### [Task details]
If a line in the records below contains the word "player", copy it.
Working data section start
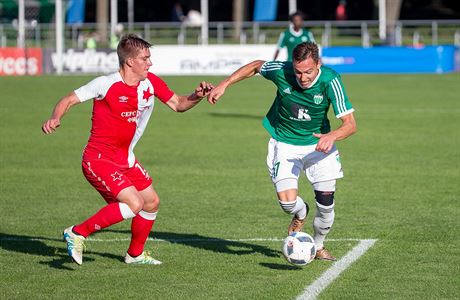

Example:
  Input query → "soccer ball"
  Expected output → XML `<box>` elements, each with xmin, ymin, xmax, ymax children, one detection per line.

<box><xmin>282</xmin><ymin>232</ymin><xmax>317</xmax><ymax>266</ymax></box>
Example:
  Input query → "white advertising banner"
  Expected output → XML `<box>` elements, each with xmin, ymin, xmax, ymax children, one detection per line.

<box><xmin>150</xmin><ymin>45</ymin><xmax>285</xmax><ymax>75</ymax></box>
<box><xmin>43</xmin><ymin>45</ymin><xmax>287</xmax><ymax>75</ymax></box>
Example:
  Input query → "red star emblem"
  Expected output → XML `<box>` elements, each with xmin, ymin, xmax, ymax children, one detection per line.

<box><xmin>143</xmin><ymin>88</ymin><xmax>153</xmax><ymax>101</ymax></box>
<box><xmin>111</xmin><ymin>171</ymin><xmax>123</xmax><ymax>181</ymax></box>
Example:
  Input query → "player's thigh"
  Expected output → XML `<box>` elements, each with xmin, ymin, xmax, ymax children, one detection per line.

<box><xmin>124</xmin><ymin>161</ymin><xmax>153</xmax><ymax>191</ymax></box>
<box><xmin>82</xmin><ymin>159</ymin><xmax>135</xmax><ymax>203</ymax></box>
<box><xmin>304</xmin><ymin>145</ymin><xmax>343</xmax><ymax>184</ymax></box>
<box><xmin>267</xmin><ymin>139</ymin><xmax>303</xmax><ymax>190</ymax></box>
<box><xmin>123</xmin><ymin>161</ymin><xmax>156</xmax><ymax>208</ymax></box>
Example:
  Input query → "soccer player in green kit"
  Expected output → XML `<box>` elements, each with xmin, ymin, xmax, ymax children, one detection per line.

<box><xmin>208</xmin><ymin>42</ymin><xmax>356</xmax><ymax>261</ymax></box>
<box><xmin>274</xmin><ymin>11</ymin><xmax>315</xmax><ymax>61</ymax></box>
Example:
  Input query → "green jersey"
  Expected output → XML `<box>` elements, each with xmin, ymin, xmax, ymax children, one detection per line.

<box><xmin>260</xmin><ymin>61</ymin><xmax>354</xmax><ymax>146</ymax></box>
<box><xmin>277</xmin><ymin>26</ymin><xmax>315</xmax><ymax>61</ymax></box>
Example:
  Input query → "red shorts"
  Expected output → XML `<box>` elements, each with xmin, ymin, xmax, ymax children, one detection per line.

<box><xmin>82</xmin><ymin>158</ymin><xmax>152</xmax><ymax>203</ymax></box>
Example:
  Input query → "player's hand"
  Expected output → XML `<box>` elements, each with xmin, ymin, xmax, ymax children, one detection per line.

<box><xmin>207</xmin><ymin>83</ymin><xmax>227</xmax><ymax>105</ymax></box>
<box><xmin>42</xmin><ymin>118</ymin><xmax>61</xmax><ymax>134</ymax></box>
<box><xmin>313</xmin><ymin>133</ymin><xmax>336</xmax><ymax>153</ymax></box>
<box><xmin>194</xmin><ymin>81</ymin><xmax>214</xmax><ymax>98</ymax></box>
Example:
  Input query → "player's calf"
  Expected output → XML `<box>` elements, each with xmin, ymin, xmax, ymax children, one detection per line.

<box><xmin>313</xmin><ymin>190</ymin><xmax>336</xmax><ymax>260</ymax></box>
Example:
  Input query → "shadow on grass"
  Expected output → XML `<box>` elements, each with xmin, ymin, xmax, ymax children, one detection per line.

<box><xmin>103</xmin><ymin>230</ymin><xmax>281</xmax><ymax>258</ymax></box>
<box><xmin>0</xmin><ymin>232</ymin><xmax>121</xmax><ymax>271</ymax></box>
<box><xmin>208</xmin><ymin>112</ymin><xmax>263</xmax><ymax>120</ymax></box>
<box><xmin>0</xmin><ymin>230</ymin><xmax>282</xmax><ymax>270</ymax></box>
<box><xmin>259</xmin><ymin>262</ymin><xmax>302</xmax><ymax>270</ymax></box>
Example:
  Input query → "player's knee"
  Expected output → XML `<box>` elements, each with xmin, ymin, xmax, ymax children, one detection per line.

<box><xmin>314</xmin><ymin>190</ymin><xmax>334</xmax><ymax>207</ymax></box>
<box><xmin>128</xmin><ymin>195</ymin><xmax>144</xmax><ymax>214</ymax></box>
<box><xmin>143</xmin><ymin>194</ymin><xmax>160</xmax><ymax>212</ymax></box>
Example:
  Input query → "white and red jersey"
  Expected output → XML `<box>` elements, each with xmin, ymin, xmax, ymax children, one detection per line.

<box><xmin>74</xmin><ymin>72</ymin><xmax>174</xmax><ymax>167</ymax></box>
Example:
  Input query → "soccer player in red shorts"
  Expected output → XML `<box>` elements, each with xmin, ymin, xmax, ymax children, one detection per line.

<box><xmin>42</xmin><ymin>34</ymin><xmax>213</xmax><ymax>265</ymax></box>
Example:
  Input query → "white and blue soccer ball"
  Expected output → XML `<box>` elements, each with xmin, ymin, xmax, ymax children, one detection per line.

<box><xmin>282</xmin><ymin>232</ymin><xmax>317</xmax><ymax>266</ymax></box>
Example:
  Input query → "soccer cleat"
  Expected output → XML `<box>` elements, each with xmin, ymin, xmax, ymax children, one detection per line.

<box><xmin>287</xmin><ymin>216</ymin><xmax>306</xmax><ymax>235</ymax></box>
<box><xmin>63</xmin><ymin>226</ymin><xmax>86</xmax><ymax>265</ymax></box>
<box><xmin>287</xmin><ymin>201</ymin><xmax>309</xmax><ymax>235</ymax></box>
<box><xmin>315</xmin><ymin>247</ymin><xmax>336</xmax><ymax>261</ymax></box>
<box><xmin>124</xmin><ymin>251</ymin><xmax>162</xmax><ymax>265</ymax></box>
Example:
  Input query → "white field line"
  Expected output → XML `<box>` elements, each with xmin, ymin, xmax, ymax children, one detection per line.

<box><xmin>0</xmin><ymin>237</ymin><xmax>368</xmax><ymax>243</ymax></box>
<box><xmin>296</xmin><ymin>239</ymin><xmax>378</xmax><ymax>300</ymax></box>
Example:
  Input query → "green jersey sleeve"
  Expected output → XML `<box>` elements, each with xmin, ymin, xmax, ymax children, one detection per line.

<box><xmin>326</xmin><ymin>76</ymin><xmax>354</xmax><ymax>118</ymax></box>
<box><xmin>259</xmin><ymin>61</ymin><xmax>285</xmax><ymax>83</ymax></box>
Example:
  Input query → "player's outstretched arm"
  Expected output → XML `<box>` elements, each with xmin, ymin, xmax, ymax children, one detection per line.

<box><xmin>207</xmin><ymin>60</ymin><xmax>266</xmax><ymax>105</ymax></box>
<box><xmin>165</xmin><ymin>81</ymin><xmax>214</xmax><ymax>113</ymax></box>
<box><xmin>313</xmin><ymin>113</ymin><xmax>357</xmax><ymax>153</ymax></box>
<box><xmin>42</xmin><ymin>92</ymin><xmax>81</xmax><ymax>134</ymax></box>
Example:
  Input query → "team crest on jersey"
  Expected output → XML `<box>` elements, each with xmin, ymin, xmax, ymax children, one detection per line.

<box><xmin>118</xmin><ymin>96</ymin><xmax>128</xmax><ymax>103</ymax></box>
<box><xmin>313</xmin><ymin>94</ymin><xmax>324</xmax><ymax>105</ymax></box>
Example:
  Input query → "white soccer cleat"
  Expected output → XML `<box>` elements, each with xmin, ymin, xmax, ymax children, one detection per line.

<box><xmin>125</xmin><ymin>251</ymin><xmax>162</xmax><ymax>265</ymax></box>
<box><xmin>63</xmin><ymin>226</ymin><xmax>86</xmax><ymax>265</ymax></box>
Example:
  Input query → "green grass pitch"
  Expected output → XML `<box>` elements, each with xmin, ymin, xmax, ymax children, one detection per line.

<box><xmin>1</xmin><ymin>73</ymin><xmax>459</xmax><ymax>299</ymax></box>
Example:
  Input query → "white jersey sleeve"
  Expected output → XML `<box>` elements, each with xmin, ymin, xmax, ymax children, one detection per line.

<box><xmin>74</xmin><ymin>75</ymin><xmax>114</xmax><ymax>102</ymax></box>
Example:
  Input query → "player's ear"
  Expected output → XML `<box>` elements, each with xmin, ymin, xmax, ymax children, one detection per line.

<box><xmin>126</xmin><ymin>57</ymin><xmax>133</xmax><ymax>67</ymax></box>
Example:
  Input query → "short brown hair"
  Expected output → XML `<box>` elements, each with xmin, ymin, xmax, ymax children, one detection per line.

<box><xmin>117</xmin><ymin>34</ymin><xmax>152</xmax><ymax>67</ymax></box>
<box><xmin>292</xmin><ymin>42</ymin><xmax>319</xmax><ymax>64</ymax></box>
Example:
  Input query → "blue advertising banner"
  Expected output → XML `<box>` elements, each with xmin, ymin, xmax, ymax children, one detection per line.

<box><xmin>253</xmin><ymin>0</ymin><xmax>278</xmax><ymax>21</ymax></box>
<box><xmin>66</xmin><ymin>0</ymin><xmax>86</xmax><ymax>24</ymax></box>
<box><xmin>321</xmin><ymin>46</ymin><xmax>458</xmax><ymax>73</ymax></box>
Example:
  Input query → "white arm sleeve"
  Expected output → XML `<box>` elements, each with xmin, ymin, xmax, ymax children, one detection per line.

<box><xmin>74</xmin><ymin>75</ymin><xmax>112</xmax><ymax>102</ymax></box>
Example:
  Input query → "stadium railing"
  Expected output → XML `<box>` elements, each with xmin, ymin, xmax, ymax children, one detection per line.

<box><xmin>1</xmin><ymin>19</ymin><xmax>460</xmax><ymax>48</ymax></box>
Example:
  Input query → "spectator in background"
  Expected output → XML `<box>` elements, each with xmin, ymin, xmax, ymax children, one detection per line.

<box><xmin>171</xmin><ymin>2</ymin><xmax>185</xmax><ymax>22</ymax></box>
<box><xmin>85</xmin><ymin>32</ymin><xmax>98</xmax><ymax>49</ymax></box>
<box><xmin>336</xmin><ymin>0</ymin><xmax>347</xmax><ymax>21</ymax></box>
<box><xmin>110</xmin><ymin>23</ymin><xmax>124</xmax><ymax>50</ymax></box>
<box><xmin>184</xmin><ymin>9</ymin><xmax>202</xmax><ymax>27</ymax></box>
<box><xmin>274</xmin><ymin>11</ymin><xmax>315</xmax><ymax>61</ymax></box>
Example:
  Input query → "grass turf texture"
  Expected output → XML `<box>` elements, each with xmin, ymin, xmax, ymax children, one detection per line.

<box><xmin>1</xmin><ymin>73</ymin><xmax>459</xmax><ymax>299</ymax></box>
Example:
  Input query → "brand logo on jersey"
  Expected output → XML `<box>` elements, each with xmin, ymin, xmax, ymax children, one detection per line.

<box><xmin>118</xmin><ymin>96</ymin><xmax>128</xmax><ymax>103</ymax></box>
<box><xmin>283</xmin><ymin>87</ymin><xmax>291</xmax><ymax>94</ymax></box>
<box><xmin>121</xmin><ymin>110</ymin><xmax>140</xmax><ymax>123</ymax></box>
<box><xmin>290</xmin><ymin>104</ymin><xmax>311</xmax><ymax>121</ymax></box>
<box><xmin>297</xmin><ymin>109</ymin><xmax>311</xmax><ymax>120</ymax></box>
<box><xmin>313</xmin><ymin>94</ymin><xmax>324</xmax><ymax>105</ymax></box>
<box><xmin>289</xmin><ymin>37</ymin><xmax>295</xmax><ymax>42</ymax></box>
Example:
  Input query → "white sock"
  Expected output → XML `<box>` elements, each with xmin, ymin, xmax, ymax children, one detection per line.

<box><xmin>278</xmin><ymin>196</ymin><xmax>307</xmax><ymax>220</ymax></box>
<box><xmin>138</xmin><ymin>210</ymin><xmax>157</xmax><ymax>220</ymax></box>
<box><xmin>313</xmin><ymin>202</ymin><xmax>335</xmax><ymax>249</ymax></box>
<box><xmin>119</xmin><ymin>203</ymin><xmax>136</xmax><ymax>219</ymax></box>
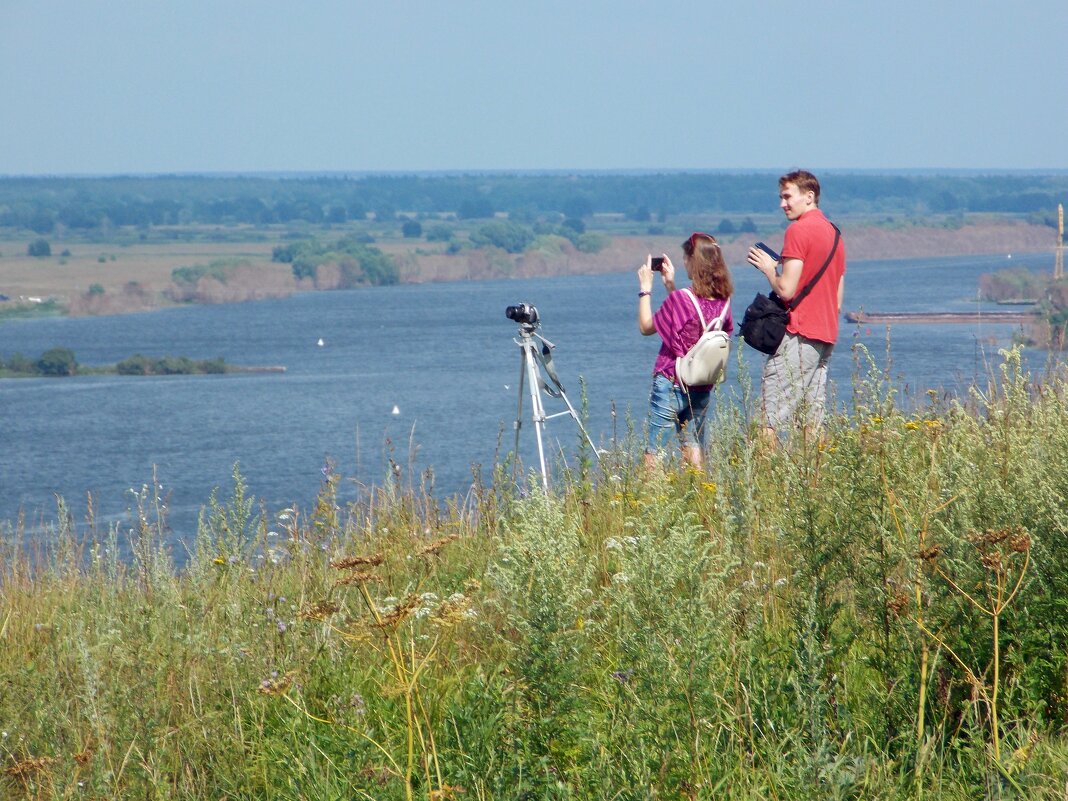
Working data section end
### [Task solution]
  Input query → "player's thigh"
  Input query → "soccer player in green kit"
  Input query → "player's hand"
  Input query → "player's calf"
  Input query → "player's knee"
  Input query → "soccer player in red shorts"
  Input query → "player's outstretched arm"
  Input query → "player's ear"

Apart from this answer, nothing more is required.